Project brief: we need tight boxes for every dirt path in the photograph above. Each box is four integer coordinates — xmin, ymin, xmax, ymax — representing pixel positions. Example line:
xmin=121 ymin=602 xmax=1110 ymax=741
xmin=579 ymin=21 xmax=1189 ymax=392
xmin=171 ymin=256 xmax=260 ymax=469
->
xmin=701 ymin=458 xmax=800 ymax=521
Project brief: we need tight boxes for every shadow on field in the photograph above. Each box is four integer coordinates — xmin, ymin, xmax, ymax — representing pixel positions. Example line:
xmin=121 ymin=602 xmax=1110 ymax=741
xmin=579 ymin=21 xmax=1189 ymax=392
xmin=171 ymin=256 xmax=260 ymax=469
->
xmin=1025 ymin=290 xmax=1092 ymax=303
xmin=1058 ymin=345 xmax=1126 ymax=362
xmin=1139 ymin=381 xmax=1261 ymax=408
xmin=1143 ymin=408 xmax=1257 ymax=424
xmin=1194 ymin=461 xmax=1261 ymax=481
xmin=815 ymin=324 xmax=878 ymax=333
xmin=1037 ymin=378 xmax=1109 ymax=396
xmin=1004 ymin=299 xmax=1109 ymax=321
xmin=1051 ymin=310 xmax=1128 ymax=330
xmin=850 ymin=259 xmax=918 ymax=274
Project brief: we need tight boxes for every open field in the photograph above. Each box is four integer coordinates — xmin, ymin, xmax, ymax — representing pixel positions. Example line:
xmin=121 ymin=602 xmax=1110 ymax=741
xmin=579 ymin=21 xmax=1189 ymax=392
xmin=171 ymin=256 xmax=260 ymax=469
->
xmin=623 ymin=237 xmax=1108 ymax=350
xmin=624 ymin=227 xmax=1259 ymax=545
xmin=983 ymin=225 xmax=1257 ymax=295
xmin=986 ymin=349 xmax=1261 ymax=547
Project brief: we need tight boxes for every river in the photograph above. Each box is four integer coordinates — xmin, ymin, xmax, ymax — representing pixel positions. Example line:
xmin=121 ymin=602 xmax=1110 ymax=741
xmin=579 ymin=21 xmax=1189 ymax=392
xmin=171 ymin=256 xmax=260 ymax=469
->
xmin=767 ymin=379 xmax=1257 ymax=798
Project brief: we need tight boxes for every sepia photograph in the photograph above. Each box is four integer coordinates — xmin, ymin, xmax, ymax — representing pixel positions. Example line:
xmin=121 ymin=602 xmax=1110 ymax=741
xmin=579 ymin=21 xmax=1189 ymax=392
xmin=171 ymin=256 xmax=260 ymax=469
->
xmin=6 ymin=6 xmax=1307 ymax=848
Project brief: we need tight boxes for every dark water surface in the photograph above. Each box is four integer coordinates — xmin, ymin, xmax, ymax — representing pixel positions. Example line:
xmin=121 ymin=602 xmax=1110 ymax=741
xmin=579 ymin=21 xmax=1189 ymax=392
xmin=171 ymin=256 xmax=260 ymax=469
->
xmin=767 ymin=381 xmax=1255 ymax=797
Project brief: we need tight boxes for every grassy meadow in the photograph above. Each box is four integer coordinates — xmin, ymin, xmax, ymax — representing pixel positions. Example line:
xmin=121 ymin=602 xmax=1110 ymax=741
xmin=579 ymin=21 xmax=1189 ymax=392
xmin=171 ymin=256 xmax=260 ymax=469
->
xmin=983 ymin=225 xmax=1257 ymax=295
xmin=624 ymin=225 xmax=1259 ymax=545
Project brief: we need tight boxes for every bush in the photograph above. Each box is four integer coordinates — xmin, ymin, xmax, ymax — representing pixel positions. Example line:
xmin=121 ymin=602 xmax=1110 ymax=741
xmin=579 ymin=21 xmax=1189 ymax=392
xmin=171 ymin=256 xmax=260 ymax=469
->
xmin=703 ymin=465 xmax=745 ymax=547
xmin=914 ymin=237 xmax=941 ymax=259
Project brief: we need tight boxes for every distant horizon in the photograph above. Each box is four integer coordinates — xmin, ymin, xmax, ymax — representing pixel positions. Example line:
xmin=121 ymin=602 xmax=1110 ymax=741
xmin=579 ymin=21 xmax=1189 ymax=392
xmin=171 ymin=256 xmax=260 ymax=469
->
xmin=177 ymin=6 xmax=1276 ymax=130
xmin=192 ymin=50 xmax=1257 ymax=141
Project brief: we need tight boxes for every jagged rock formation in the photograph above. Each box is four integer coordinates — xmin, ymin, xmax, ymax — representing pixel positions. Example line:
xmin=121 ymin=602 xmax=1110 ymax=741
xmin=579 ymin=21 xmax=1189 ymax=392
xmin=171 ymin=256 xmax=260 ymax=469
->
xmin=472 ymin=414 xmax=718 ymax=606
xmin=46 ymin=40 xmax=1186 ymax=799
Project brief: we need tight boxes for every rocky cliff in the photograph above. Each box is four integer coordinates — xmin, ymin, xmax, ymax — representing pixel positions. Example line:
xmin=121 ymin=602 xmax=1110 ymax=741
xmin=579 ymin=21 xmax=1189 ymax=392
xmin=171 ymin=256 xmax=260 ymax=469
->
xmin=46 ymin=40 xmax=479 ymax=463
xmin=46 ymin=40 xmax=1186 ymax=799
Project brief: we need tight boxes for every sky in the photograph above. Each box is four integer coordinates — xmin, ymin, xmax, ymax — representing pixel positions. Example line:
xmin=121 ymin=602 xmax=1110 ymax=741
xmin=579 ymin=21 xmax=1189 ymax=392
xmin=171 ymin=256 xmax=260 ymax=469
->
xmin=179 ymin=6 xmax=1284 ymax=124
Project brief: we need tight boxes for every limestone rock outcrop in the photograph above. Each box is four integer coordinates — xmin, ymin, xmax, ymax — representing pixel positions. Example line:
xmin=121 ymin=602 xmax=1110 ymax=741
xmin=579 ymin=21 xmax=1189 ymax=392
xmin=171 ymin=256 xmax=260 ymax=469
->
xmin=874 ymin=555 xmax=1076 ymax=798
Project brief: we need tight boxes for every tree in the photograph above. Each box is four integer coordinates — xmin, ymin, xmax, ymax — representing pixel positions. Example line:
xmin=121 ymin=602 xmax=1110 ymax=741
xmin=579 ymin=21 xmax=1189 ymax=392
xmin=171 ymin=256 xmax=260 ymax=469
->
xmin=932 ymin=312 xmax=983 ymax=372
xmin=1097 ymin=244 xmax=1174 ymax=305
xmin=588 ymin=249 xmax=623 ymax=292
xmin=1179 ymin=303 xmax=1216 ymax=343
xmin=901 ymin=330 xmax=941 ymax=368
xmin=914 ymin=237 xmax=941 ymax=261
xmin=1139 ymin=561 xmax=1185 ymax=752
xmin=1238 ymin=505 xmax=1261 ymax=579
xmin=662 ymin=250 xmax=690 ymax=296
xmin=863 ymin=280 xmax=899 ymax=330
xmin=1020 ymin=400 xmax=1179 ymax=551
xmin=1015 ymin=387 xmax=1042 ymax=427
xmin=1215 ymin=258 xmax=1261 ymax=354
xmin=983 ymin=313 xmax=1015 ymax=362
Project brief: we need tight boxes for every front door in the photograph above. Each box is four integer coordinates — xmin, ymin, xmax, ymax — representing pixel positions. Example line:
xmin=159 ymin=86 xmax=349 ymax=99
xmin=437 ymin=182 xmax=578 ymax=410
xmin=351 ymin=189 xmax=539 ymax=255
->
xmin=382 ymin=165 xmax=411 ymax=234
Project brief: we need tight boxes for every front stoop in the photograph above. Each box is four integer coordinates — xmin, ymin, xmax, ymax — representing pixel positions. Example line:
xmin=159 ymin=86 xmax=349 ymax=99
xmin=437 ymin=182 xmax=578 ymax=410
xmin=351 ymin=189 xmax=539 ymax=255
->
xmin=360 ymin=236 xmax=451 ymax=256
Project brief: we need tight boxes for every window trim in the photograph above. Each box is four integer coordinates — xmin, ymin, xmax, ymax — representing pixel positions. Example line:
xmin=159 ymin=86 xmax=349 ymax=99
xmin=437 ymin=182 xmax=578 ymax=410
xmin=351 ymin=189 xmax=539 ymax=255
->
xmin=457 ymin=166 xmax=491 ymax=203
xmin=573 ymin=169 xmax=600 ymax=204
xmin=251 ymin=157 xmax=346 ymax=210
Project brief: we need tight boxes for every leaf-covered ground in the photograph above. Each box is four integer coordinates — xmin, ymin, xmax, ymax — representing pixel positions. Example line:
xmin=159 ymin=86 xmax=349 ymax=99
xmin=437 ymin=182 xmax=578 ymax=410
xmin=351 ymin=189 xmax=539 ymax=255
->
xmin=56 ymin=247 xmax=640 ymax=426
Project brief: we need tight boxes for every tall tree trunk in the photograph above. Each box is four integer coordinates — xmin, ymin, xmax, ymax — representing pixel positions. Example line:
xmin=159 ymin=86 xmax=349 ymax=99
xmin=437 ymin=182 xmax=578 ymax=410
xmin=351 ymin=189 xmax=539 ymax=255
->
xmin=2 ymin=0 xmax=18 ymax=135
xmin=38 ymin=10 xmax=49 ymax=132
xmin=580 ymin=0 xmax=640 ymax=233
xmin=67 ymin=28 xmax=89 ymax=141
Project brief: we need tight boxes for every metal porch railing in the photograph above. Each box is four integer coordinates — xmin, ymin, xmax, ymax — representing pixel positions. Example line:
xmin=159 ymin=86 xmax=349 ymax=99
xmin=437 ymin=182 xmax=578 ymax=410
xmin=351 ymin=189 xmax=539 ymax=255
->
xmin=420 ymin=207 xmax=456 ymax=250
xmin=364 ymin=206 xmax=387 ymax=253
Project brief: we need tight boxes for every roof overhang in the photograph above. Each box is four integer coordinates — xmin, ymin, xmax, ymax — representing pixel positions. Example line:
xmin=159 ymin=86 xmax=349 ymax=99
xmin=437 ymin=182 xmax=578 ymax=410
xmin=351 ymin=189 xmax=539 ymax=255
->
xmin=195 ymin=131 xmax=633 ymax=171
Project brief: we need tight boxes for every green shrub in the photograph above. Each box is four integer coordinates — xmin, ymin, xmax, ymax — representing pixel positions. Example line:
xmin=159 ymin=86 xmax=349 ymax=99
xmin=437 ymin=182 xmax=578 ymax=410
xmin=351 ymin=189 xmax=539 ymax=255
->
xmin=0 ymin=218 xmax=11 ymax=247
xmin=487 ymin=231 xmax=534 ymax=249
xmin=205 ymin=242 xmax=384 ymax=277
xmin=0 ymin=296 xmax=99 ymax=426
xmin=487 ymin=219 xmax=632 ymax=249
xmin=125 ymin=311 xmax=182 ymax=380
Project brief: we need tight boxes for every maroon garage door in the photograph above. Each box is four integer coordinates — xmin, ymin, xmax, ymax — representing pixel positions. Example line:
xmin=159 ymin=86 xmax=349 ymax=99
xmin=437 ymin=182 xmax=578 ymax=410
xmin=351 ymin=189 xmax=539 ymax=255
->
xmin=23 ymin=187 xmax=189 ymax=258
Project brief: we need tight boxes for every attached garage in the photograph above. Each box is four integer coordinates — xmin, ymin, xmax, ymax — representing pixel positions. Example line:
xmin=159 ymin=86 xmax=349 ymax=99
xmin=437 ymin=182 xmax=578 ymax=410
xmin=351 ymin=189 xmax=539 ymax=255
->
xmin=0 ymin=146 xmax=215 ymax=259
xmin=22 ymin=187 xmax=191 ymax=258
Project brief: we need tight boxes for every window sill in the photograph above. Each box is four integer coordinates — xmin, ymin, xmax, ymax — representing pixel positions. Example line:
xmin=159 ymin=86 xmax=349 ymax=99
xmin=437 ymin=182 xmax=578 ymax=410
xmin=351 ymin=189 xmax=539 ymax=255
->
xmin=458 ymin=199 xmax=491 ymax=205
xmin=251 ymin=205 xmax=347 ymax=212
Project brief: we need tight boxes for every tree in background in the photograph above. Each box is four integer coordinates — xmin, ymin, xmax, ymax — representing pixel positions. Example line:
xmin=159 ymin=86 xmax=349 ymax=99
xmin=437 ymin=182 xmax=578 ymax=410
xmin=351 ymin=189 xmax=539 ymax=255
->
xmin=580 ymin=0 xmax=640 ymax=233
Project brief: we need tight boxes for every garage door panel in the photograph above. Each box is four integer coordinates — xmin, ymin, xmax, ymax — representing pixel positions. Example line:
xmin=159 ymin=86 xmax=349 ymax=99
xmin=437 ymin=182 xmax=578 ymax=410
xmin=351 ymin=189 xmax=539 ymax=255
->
====================
Copy the records from the start through the line containing "xmin=986 ymin=349 xmax=1261 ymax=547", swapping "tight" for "snug" and leaving everything else untouched.

Project brief: we need snug boxes for every dirt path in the photograph above. Each box is four integer coordinates — xmin, ymin, xmax, ymax — representing pixel positions. Example line:
xmin=121 ymin=602 xmax=1110 ymax=741
xmin=579 ymin=21 xmax=1189 ymax=392
xmin=171 ymin=256 xmax=260 ymax=469
->
xmin=701 ymin=458 xmax=800 ymax=521
Project brief: we need snug boxes for every shadow on field in the photograph above. Each box is four integer coordinates — xmin, ymin, xmax, ymax — representing pixel positions. Example line:
xmin=121 ymin=602 xmax=1110 ymax=741
xmin=579 ymin=21 xmax=1189 ymax=392
xmin=171 ymin=256 xmax=260 ymax=469
->
xmin=1025 ymin=290 xmax=1092 ymax=303
xmin=1058 ymin=345 xmax=1126 ymax=362
xmin=1139 ymin=381 xmax=1261 ymax=408
xmin=1143 ymin=408 xmax=1257 ymax=424
xmin=1194 ymin=461 xmax=1261 ymax=481
xmin=815 ymin=324 xmax=878 ymax=333
xmin=1037 ymin=378 xmax=1109 ymax=396
xmin=1004 ymin=299 xmax=1109 ymax=321
xmin=1051 ymin=310 xmax=1128 ymax=330
xmin=850 ymin=259 xmax=918 ymax=274
Project brief: we need snug boxes for every open field in the photograph above. Each box is four integer coordinates — xmin, ymin, xmax, ymax — representing pixel positions. Example line:
xmin=121 ymin=602 xmax=1110 ymax=741
xmin=579 ymin=21 xmax=1189 ymax=392
xmin=171 ymin=256 xmax=260 ymax=469
->
xmin=623 ymin=237 xmax=1108 ymax=350
xmin=624 ymin=227 xmax=1259 ymax=545
xmin=983 ymin=225 xmax=1257 ymax=295
xmin=986 ymin=349 xmax=1261 ymax=547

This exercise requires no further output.